## Required task
Are you able to quote each entry exactly as written?

□ □ □ □ □ □ □

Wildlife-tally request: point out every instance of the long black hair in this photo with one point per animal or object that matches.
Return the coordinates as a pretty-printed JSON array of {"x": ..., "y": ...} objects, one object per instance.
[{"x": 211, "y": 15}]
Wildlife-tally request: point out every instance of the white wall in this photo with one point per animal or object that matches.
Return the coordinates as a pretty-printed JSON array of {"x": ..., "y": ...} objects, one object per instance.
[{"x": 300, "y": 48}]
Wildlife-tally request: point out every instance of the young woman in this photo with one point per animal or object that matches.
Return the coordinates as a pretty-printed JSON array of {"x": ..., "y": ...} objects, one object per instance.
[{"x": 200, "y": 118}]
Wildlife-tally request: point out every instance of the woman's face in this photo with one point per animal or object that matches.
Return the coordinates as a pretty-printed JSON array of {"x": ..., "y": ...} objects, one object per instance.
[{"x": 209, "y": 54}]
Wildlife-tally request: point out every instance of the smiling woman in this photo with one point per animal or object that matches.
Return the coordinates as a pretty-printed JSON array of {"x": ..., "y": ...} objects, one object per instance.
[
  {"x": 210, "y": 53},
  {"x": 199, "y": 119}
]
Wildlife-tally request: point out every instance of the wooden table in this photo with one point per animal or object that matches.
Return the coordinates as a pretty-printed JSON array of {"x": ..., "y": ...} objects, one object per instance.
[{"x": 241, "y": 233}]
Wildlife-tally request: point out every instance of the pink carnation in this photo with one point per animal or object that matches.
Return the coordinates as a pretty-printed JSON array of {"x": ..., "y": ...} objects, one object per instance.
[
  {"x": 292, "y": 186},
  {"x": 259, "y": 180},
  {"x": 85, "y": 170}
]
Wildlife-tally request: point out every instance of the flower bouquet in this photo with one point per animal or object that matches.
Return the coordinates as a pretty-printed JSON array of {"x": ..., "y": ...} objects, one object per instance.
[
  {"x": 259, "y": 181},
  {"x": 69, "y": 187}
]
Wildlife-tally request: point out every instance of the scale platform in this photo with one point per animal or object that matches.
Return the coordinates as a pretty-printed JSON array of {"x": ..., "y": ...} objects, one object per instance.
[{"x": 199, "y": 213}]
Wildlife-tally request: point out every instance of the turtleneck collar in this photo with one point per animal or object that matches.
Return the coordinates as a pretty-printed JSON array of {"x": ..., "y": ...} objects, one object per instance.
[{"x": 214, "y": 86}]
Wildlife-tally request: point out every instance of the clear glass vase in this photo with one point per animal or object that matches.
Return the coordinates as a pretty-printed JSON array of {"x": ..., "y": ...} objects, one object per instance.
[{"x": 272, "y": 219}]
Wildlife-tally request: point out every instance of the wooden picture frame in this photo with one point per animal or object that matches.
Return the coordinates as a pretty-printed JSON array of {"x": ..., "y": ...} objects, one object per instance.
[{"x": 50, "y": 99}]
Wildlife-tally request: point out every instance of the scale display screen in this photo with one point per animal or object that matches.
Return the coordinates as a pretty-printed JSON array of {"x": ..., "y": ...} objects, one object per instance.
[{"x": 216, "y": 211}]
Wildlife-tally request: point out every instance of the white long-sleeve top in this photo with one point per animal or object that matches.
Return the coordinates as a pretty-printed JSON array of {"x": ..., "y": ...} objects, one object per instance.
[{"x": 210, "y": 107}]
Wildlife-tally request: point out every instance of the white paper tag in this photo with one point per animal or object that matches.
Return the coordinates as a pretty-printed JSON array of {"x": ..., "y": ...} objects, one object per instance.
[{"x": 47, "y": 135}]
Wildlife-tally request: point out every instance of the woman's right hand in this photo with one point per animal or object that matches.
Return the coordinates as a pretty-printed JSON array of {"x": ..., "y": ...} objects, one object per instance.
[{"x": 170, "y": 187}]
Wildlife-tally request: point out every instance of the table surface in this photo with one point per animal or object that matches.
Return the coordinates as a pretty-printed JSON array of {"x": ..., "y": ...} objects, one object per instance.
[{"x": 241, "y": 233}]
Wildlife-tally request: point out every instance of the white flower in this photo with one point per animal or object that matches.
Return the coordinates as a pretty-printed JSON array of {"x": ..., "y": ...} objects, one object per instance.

□ □ □ □ □ □ □

## Reply
Wildlife-tally request: point out every instance of the long black hair in this photo with one point per animal or object that matches.
Return the coordinates as a pretty-printed JSON array of {"x": ..., "y": ...} objects, one object per instance.
[{"x": 211, "y": 15}]
Wildlife-tally request: point out every instance of the white wall in this photo with one point per animal or object that matches.
Return the coordinates as a pretty-printed JSON array of {"x": ..., "y": ...} objects, one object per instance.
[{"x": 300, "y": 48}]
Wildlife-tally request: point out every instance of the young woman in this photo with one point per animal or object that matches.
Return the coordinates as a pretty-printed JSON array of {"x": ..., "y": ...} objects, one object per instance.
[{"x": 200, "y": 118}]
Wildlife-tally request: point out every instance of the woman's face in this photo with one point per animal or object that matches.
Return the coordinates as a pretty-printed JSON array of {"x": ..., "y": ...} objects, one object per instance.
[{"x": 209, "y": 54}]
Wildlife-tally request: point out every instance of the smiling woman in this photo with one point per animal or object that matches.
Return the coordinates as a pretty-printed JSON array of {"x": ..., "y": ...} objects, one object per instance.
[
  {"x": 210, "y": 53},
  {"x": 199, "y": 119}
]
Wildlife-tally request: point out every instance of the wooden table in this photo with one point per animal or object that matches.
Return the coordinates as a pretty-printed JSON array of {"x": ..., "y": ...} objects, one object per instance.
[{"x": 241, "y": 233}]
Wildlife-tally request: point out every instance of the pink carnation in this photo with one point per animal or object that matches.
Return the coordinates as a pretty-printed JSON array of {"x": ..., "y": ...} objects, one object per instance.
[
  {"x": 292, "y": 186},
  {"x": 259, "y": 180},
  {"x": 85, "y": 170}
]
Wildlife-tally request: point out every instance of the flower bouquet in this photo with one point per animal or object that matches.
Return the coordinates as a pretty-printed JSON array of {"x": ..., "y": ...} objects, one object per instance.
[
  {"x": 259, "y": 181},
  {"x": 69, "y": 187}
]
Wildlife-tally request: point out every instance of the scale platform in this photo with one point per animal or object that matches.
Return the coordinates as a pretty-printed JSON array of {"x": ..., "y": ...} objects, one object per instance.
[{"x": 199, "y": 213}]
Wildlife-tally request: point out every instance of the turtleneck collar in this photo with one point per animal or object that matches.
Return the coordinates as a pretty-printed JSON array of {"x": ..., "y": ...} objects, one object per instance.
[{"x": 214, "y": 86}]
Wildlife-tally request: point out every instance of the clear glass vase in this photo with one point per animal or object that matches.
Return the coordinates as a pretty-printed JSON array of {"x": ..., "y": ...} objects, one object per instance.
[{"x": 272, "y": 219}]
Wildlife-tally request: point out every instance of the wooden picture frame in this photo with one point per animal or object that matches.
Return the coordinates as a pretty-printed JSON array of {"x": ..., "y": ...} objects, one object per instance.
[{"x": 50, "y": 99}]
Wildlife-tally request: point out every instance of the scale display screen in this photo with one point per animal or object that matches.
Return the coordinates as a pretty-printed JSON array of {"x": ..., "y": ...} objects, one object per instance.
[{"x": 216, "y": 211}]
Wildlife-tally request: point out every instance of the white long-sleeve top in this photo with one point per animal or object that matches.
Return the coordinates as a pretty-printed JSON array of {"x": ..., "y": ...} objects, one object per instance.
[{"x": 210, "y": 107}]
Wildlife-tally request: point out every instance of the white paper tag in this photo with one point per animal or object that matches.
Return the coordinates as a pretty-printed JSON array of {"x": ..., "y": ...} objects, one object per instance.
[{"x": 47, "y": 135}]
Wildlife-tally request: point out every instance of the woman's right hand in this photo with one point per animal or object that matches.
Return the coordinates as a pretty-printed JSON array of {"x": ..., "y": ...} objects, one object per instance.
[{"x": 170, "y": 187}]
Wildlife-tally request: point out every instance of the table surface in this photo with one point per animal or object that matches.
Return the coordinates as a pretty-printed JSON array of {"x": ..., "y": ...} objects, one object per instance.
[{"x": 241, "y": 233}]
Wildlife-tally request: point out every instance of the white flower in this photo with one point per animal or object that matches.
Return the coordinates as a pretty-printed JSON array of {"x": ..., "y": ...} objects, one object per instance.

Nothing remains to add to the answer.